### Task to carry out
Your task is to retype, exactly and without pictures, the line holding "Detect narrow street." and each line that follows it to the end of the entries.

━━━ Data shown

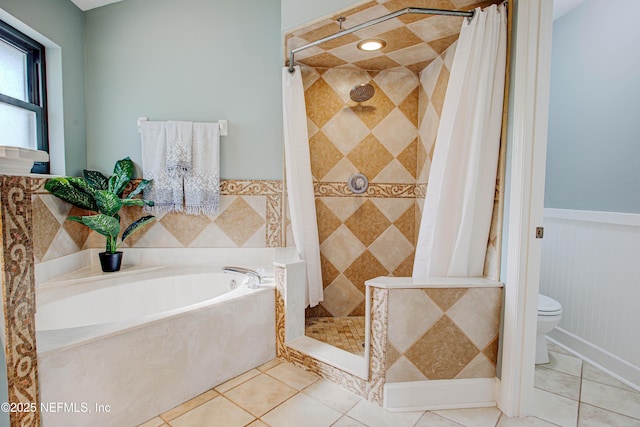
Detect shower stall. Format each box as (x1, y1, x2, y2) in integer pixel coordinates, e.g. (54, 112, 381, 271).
(283, 1, 505, 357)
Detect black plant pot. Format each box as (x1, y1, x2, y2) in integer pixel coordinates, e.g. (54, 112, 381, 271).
(99, 251, 123, 273)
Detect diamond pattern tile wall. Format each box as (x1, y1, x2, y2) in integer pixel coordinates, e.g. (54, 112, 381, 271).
(386, 287, 502, 382)
(301, 34, 502, 319)
(314, 196, 416, 317)
(302, 61, 425, 319)
(31, 194, 91, 263)
(304, 67, 418, 184)
(32, 180, 285, 264)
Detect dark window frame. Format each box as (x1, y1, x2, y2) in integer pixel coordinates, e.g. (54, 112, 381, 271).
(0, 19, 49, 174)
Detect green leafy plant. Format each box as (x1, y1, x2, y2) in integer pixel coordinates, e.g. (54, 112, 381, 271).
(44, 157, 156, 254)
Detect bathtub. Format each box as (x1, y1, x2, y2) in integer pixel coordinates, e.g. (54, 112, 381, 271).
(36, 263, 275, 427)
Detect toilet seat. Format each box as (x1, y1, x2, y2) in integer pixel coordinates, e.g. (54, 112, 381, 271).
(538, 294, 562, 316)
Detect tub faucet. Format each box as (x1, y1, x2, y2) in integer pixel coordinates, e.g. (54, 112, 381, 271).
(222, 266, 263, 286)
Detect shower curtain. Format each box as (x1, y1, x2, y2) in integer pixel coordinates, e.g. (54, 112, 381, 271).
(413, 4, 507, 278)
(282, 65, 323, 307)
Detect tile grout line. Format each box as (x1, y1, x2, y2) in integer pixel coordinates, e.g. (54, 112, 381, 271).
(252, 374, 324, 425)
(576, 360, 583, 427)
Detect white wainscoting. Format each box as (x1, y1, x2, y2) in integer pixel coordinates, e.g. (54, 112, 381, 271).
(540, 208, 640, 389)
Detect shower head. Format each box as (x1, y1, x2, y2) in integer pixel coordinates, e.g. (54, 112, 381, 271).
(349, 83, 375, 103)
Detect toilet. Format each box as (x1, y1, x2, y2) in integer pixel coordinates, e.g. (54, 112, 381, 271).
(536, 294, 563, 364)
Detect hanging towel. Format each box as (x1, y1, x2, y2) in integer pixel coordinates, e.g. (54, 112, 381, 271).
(140, 121, 183, 213)
(165, 121, 193, 176)
(184, 122, 220, 215)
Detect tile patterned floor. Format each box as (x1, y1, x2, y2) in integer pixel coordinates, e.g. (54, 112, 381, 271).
(305, 316, 366, 356)
(532, 341, 640, 427)
(138, 340, 640, 427)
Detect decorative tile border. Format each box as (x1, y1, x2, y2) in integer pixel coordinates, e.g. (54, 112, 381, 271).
(314, 182, 425, 199)
(366, 287, 389, 404)
(0, 176, 40, 427)
(286, 346, 368, 397)
(266, 194, 283, 248)
(220, 179, 281, 196)
(29, 177, 47, 194)
(275, 266, 288, 359)
(32, 176, 284, 196)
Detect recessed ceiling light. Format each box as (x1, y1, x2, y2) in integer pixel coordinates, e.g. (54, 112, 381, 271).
(357, 39, 386, 51)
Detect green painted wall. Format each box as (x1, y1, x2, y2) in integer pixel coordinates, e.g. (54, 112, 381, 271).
(84, 0, 282, 179)
(545, 0, 640, 213)
(0, 0, 86, 175)
(281, 0, 361, 31)
(0, 0, 361, 179)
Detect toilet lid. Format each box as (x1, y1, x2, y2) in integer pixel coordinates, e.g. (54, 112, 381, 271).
(538, 294, 562, 314)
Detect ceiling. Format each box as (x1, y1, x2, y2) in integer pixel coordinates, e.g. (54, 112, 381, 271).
(285, 0, 498, 73)
(73, 0, 589, 16)
(70, 0, 122, 11)
(71, 0, 590, 71)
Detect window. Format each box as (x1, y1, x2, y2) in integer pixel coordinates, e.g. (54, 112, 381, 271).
(0, 19, 48, 173)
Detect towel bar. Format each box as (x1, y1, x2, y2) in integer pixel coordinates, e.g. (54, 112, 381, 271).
(137, 117, 228, 136)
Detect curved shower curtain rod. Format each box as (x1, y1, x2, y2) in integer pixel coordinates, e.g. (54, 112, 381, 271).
(287, 6, 476, 73)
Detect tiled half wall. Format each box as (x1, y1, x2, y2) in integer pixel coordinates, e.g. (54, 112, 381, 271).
(276, 261, 503, 406)
(31, 179, 285, 264)
(386, 287, 502, 382)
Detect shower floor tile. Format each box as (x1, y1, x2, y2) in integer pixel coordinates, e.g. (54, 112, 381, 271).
(305, 316, 366, 356)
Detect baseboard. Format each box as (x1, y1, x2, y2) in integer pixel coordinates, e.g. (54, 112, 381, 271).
(548, 328, 640, 391)
(383, 377, 498, 412)
(544, 208, 640, 227)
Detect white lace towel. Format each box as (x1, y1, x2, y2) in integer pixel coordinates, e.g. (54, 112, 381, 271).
(140, 121, 183, 213)
(165, 121, 193, 176)
(184, 122, 220, 215)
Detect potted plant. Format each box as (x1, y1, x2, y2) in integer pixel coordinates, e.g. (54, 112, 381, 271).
(44, 157, 156, 272)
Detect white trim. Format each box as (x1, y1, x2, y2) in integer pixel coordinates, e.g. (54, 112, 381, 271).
(365, 276, 503, 289)
(498, 0, 554, 417)
(0, 8, 66, 175)
(548, 329, 640, 391)
(287, 336, 367, 379)
(69, 0, 123, 12)
(384, 378, 498, 412)
(544, 208, 640, 227)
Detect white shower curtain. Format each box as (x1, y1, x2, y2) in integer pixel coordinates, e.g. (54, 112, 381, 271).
(282, 66, 323, 307)
(413, 4, 507, 279)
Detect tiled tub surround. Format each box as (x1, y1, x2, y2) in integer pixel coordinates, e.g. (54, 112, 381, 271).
(31, 178, 284, 264)
(0, 176, 282, 427)
(375, 277, 503, 411)
(275, 257, 504, 410)
(35, 248, 277, 427)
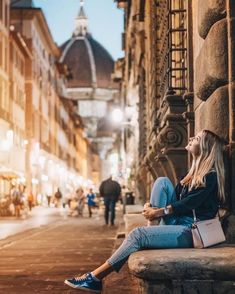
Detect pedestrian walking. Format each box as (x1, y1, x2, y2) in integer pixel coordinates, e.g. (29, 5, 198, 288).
(76, 188, 86, 217)
(86, 188, 96, 218)
(65, 192, 73, 209)
(65, 129, 226, 293)
(54, 188, 62, 208)
(28, 190, 34, 211)
(46, 194, 52, 207)
(99, 176, 121, 226)
(11, 185, 22, 217)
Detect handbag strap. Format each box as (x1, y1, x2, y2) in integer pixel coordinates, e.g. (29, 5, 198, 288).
(192, 209, 197, 222)
(193, 207, 221, 223)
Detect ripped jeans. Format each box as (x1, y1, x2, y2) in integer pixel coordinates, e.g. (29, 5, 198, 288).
(107, 177, 193, 272)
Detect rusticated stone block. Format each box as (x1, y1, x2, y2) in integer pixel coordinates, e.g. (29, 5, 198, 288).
(128, 247, 235, 293)
(140, 280, 235, 294)
(129, 247, 235, 281)
(226, 215, 235, 243)
(195, 19, 228, 101)
(198, 0, 226, 39)
(228, 18, 235, 80)
(195, 84, 229, 142)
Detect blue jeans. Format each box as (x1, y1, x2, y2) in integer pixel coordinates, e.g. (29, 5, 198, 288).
(104, 198, 116, 225)
(107, 177, 193, 272)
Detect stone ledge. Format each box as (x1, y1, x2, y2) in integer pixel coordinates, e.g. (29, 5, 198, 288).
(126, 204, 144, 214)
(124, 213, 146, 234)
(128, 245, 235, 281)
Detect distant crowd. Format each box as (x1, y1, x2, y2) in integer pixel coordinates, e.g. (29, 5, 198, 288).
(0, 176, 134, 225)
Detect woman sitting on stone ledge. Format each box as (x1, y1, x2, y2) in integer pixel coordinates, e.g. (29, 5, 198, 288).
(64, 129, 226, 293)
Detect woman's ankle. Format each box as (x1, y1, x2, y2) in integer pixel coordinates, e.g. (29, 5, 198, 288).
(90, 272, 100, 281)
(91, 261, 114, 280)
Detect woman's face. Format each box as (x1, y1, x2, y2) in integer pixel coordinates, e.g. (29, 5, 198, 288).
(185, 131, 203, 157)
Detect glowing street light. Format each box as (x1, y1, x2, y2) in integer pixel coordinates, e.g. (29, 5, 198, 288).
(111, 108, 124, 124)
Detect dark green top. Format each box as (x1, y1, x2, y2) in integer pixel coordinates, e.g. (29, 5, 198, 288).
(172, 171, 219, 221)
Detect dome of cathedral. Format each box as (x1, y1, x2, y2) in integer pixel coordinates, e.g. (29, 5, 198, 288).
(61, 35, 115, 89)
(60, 3, 116, 89)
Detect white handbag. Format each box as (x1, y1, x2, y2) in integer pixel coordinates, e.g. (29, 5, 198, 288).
(191, 209, 226, 248)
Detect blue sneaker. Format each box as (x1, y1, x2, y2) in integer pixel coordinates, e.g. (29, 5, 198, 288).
(64, 272, 102, 293)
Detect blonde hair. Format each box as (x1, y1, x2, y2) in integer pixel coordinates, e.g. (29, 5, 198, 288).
(181, 130, 226, 202)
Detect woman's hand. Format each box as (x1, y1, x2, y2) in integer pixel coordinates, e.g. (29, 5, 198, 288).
(143, 202, 151, 210)
(142, 207, 163, 220)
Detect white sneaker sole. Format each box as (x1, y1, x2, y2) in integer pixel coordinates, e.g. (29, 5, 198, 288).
(64, 280, 101, 293)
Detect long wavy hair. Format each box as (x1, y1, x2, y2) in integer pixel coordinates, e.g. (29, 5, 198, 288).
(180, 130, 225, 202)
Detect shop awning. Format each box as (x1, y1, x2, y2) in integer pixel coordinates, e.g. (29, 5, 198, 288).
(0, 167, 22, 180)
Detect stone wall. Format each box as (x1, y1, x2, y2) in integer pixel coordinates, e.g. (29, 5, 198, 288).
(129, 247, 235, 294)
(193, 0, 235, 241)
(121, 1, 235, 229)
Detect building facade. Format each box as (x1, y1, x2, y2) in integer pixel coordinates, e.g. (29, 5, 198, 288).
(9, 29, 32, 185)
(0, 0, 14, 196)
(118, 0, 235, 240)
(0, 0, 96, 210)
(10, 1, 94, 199)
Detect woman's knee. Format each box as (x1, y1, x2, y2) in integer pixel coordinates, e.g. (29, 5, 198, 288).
(152, 177, 173, 191)
(153, 177, 170, 185)
(151, 177, 174, 205)
(127, 227, 143, 241)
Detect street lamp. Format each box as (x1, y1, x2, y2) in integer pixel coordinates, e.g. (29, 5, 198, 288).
(111, 106, 136, 125)
(111, 108, 124, 124)
(110, 107, 136, 181)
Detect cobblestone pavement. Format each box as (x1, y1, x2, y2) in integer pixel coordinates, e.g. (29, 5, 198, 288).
(0, 209, 140, 294)
(103, 237, 140, 294)
(0, 207, 62, 240)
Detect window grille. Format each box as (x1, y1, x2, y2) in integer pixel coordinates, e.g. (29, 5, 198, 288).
(155, 0, 187, 99)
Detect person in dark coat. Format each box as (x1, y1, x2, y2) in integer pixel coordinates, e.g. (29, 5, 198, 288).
(99, 176, 121, 226)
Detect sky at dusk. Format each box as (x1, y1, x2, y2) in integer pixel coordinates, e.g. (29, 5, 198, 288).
(34, 0, 124, 60)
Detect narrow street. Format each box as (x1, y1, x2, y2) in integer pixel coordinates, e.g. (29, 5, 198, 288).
(0, 207, 139, 294)
(1, 0, 234, 293)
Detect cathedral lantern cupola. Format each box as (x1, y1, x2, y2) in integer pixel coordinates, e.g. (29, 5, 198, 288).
(74, 0, 88, 36)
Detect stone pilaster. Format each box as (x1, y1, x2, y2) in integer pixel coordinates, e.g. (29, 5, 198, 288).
(195, 0, 235, 241)
(147, 95, 188, 186)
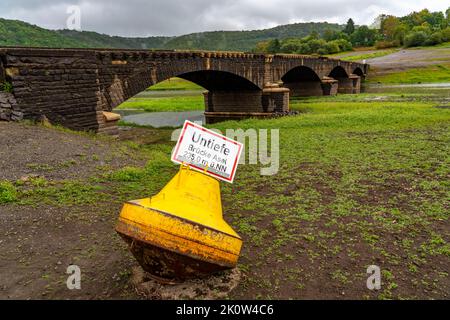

━━━━━━

### Written response
Detect narrow street. Format each box as (x1, y1, x2, y2) in integer pixel coordinates, e.g. (29, 5, 198, 288).
(0, 207, 139, 294)
(1, 0, 234, 293)
Detect cathedral lantern cupola. Format each box as (x1, y1, x2, y2) in integer pixel coordinates, e.g. (29, 5, 198, 288).
(74, 0, 88, 36)
Detect stone pilaster. Format each box as (x1, y1, x2, y2) in integer pixel coordinates, e.g. (29, 5, 198, 288).
(195, 0, 235, 241)
(147, 95, 188, 186)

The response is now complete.